**What is being asked**: In the material below, find each line with the word "flower" and list it.

**Records for processing**:

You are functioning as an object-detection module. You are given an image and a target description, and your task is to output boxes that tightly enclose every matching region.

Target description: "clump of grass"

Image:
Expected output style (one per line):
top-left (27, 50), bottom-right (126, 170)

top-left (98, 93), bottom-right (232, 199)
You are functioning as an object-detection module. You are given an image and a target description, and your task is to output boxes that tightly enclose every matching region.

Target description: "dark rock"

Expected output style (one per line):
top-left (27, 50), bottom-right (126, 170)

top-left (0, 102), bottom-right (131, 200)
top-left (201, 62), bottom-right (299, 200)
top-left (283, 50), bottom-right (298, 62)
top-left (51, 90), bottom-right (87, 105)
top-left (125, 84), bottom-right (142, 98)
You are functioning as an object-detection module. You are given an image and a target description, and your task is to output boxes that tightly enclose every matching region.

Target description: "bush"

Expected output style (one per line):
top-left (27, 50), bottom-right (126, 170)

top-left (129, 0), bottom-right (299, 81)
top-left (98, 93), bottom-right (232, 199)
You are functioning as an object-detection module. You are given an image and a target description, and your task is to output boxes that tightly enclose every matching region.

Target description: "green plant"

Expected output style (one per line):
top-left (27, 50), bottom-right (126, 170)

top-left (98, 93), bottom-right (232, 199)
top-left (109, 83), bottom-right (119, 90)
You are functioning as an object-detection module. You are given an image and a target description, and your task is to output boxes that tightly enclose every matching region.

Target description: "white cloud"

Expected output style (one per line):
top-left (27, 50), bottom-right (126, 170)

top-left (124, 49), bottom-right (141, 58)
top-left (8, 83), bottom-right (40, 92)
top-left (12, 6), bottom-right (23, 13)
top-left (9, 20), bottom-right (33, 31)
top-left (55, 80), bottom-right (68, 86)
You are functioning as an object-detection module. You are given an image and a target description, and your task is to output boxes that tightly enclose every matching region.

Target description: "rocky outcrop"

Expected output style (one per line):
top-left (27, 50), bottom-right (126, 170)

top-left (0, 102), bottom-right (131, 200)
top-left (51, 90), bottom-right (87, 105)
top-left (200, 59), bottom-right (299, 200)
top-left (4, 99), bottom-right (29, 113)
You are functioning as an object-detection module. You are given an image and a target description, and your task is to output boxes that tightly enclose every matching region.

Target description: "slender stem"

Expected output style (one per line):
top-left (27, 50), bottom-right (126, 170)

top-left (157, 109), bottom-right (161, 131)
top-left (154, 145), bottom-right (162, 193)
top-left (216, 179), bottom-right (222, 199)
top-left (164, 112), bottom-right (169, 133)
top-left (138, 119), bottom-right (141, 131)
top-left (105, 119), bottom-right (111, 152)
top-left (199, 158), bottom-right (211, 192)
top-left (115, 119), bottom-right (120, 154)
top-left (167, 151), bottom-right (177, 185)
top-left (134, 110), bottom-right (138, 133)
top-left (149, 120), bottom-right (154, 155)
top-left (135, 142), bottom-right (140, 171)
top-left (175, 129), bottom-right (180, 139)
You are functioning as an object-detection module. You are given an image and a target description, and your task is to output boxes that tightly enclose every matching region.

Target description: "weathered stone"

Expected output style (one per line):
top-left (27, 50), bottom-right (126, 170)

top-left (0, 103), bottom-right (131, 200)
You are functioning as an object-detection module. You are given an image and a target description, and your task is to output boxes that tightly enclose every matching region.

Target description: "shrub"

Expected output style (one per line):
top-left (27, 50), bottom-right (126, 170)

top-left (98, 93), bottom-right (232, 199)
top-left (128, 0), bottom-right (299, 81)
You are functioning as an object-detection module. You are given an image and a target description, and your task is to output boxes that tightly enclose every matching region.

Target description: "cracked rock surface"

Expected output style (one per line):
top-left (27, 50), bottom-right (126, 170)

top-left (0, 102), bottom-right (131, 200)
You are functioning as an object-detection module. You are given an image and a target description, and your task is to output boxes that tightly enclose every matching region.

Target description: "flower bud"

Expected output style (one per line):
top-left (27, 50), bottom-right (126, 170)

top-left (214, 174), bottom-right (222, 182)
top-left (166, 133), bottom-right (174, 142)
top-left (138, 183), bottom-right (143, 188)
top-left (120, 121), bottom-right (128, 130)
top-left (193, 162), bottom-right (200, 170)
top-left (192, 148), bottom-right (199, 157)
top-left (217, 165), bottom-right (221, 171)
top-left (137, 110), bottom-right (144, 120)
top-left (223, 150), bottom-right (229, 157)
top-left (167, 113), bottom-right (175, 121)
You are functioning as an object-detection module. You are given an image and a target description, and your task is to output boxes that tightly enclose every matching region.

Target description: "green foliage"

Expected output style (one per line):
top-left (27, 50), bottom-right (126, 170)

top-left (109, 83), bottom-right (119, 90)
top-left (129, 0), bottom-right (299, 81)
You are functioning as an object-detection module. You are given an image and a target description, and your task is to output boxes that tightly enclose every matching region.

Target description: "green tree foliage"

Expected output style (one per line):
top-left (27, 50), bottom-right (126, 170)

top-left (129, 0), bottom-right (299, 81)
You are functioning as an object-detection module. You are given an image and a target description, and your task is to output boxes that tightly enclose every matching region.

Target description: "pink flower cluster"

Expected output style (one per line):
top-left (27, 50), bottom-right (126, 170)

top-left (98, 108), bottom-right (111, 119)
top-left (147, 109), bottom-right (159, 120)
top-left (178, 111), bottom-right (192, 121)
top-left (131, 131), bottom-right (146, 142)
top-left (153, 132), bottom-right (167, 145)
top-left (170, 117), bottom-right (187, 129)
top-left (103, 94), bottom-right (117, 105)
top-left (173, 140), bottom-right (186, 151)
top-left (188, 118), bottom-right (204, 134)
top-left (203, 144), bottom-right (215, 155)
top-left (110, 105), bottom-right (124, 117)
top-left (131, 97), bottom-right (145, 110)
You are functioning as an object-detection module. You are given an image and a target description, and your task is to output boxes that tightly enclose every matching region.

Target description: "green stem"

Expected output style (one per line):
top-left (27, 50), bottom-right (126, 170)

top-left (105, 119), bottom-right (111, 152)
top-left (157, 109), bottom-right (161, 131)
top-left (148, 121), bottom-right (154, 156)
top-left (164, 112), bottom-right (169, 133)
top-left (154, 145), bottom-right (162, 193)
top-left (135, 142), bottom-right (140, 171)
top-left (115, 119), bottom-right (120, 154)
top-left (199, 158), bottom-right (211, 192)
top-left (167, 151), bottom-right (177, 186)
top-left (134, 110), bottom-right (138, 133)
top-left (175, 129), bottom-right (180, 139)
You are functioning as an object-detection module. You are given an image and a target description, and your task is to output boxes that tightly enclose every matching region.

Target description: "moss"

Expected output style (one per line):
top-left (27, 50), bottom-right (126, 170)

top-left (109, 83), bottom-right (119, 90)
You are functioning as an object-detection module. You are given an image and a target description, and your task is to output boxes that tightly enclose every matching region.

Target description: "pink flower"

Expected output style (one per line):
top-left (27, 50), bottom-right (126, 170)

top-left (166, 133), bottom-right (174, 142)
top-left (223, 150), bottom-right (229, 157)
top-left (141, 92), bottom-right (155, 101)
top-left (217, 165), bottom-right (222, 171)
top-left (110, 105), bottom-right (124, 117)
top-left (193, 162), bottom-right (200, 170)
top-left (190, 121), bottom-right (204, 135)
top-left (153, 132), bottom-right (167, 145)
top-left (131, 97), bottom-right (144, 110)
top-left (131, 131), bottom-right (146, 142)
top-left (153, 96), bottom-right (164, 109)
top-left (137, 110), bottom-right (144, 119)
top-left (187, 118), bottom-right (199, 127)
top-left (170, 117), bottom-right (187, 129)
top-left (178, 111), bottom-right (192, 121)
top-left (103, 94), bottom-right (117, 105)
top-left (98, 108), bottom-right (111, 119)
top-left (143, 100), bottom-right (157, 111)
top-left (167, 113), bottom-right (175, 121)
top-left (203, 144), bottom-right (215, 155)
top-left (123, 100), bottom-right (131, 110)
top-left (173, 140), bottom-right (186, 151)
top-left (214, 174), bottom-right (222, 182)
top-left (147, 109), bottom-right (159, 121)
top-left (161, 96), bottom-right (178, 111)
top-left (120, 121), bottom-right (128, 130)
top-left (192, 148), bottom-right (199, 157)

**Exercise response**:
Target description: "flower bud"
Target description: "pink flower cluster"
Target description: "pink flower"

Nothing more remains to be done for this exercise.